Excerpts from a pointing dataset
# # # #

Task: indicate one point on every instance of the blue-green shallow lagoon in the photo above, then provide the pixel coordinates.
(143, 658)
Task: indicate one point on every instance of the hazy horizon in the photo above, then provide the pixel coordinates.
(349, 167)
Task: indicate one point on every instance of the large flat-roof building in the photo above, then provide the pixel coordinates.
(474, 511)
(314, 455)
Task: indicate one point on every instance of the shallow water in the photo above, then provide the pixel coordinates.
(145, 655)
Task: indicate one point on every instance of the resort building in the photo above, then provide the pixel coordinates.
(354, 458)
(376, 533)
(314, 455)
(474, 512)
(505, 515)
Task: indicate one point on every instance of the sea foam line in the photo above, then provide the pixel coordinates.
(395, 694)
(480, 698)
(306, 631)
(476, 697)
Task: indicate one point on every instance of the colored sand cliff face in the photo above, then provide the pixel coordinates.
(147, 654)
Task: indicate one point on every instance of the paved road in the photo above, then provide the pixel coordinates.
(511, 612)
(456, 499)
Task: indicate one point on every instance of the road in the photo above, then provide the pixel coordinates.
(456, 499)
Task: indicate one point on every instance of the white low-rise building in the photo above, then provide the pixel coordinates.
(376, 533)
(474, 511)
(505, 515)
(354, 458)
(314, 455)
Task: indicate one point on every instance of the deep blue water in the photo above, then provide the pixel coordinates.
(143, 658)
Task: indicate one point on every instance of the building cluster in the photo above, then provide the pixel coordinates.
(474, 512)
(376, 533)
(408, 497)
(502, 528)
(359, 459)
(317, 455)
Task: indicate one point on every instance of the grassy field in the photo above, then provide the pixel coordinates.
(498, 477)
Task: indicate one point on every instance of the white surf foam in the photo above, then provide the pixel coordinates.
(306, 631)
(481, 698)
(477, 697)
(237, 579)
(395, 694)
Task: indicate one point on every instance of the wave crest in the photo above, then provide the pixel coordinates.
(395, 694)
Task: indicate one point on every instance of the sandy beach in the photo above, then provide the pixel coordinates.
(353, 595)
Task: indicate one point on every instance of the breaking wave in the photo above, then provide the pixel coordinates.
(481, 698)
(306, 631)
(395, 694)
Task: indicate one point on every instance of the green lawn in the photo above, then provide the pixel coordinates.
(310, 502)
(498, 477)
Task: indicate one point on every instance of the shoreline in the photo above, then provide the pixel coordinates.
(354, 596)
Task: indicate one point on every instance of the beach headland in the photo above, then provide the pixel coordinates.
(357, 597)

# # # #

Brief =>
Reproduce every item above with no changes.

The answer =>
Task: indicate one point on every instance of the blue-green shallow lagoon in the photo above, then provide the pixel coordinates.
(143, 658)
Task: indicate one point on every instance of the hazy horizon in the photo above, then provide the pixel coordinates.
(349, 167)
Task: indicate one point on every instance of the large flat-roof building in the photo above, then provide the pixel coordinates.
(474, 511)
(314, 455)
Task: indicate one point on every instance of the shallow water in the photo above, then provide the pixel coordinates.
(145, 655)
Task: indicate one point on every instance of the resort building in the photo above, then provide the pixel coordinates.
(354, 458)
(376, 533)
(314, 455)
(474, 512)
(505, 515)
Task: indicate one point on every instance of the sea foam line in the photo above, then provide the pixel coordinates.
(395, 694)
(480, 698)
(306, 631)
(476, 697)
Task: indicate one point on every instance of the colored sand cliff face in the photo above, then provide the pixel coordinates.
(147, 654)
Task: indicate one point on every instance of the paved road in the photo above, then provide the pixel coordinates.
(511, 612)
(456, 499)
Task: indicate one point on every instance of the road in the photo above, then provide the pixel coordinates.
(456, 499)
Task: indicate one point on every instance of the white low-rise building in the photo above, then provide the pixel coordinates.
(376, 533)
(474, 511)
(505, 515)
(354, 458)
(314, 455)
Task: indicate one point on every instance of the deep blue water in the photo above, then provide the pixel coordinates.
(143, 658)
Task: indicate one point on every instance of the building cluster in the photo above, then provide the pixel coordinates.
(474, 512)
(376, 533)
(408, 497)
(502, 528)
(359, 459)
(317, 455)
Task: indicate one point on every instance of the grassy field in the photo above, then provide the pixel coordinates.
(498, 477)
Task: indicate one point on every instance of the white surf foam in the photo above, then provide the pixel coordinates.
(306, 631)
(481, 698)
(477, 697)
(237, 579)
(395, 694)
Task: indicate one point on every instance of the wave crest in the photo above, then provide the pixel coordinates.
(395, 694)
Task: indicate one point on every instance of the sandy beach in the photo above, then provide the pixel coordinates.
(353, 595)
Task: indicate one point on every instance of the breaking wave in the photo above, then provide the pixel coordinates.
(481, 698)
(306, 631)
(395, 694)
Task: indicate one point on every instance of the green lawn in the photo above, then provide the pixel coordinates.
(310, 502)
(498, 477)
Task: indicate one point on every instance of the shoreline in the photo above, then provide the pixel coordinates.
(354, 596)
Task: indicate one point on every instance of the beach headland in the photo above, then provide the pixel coordinates.
(357, 597)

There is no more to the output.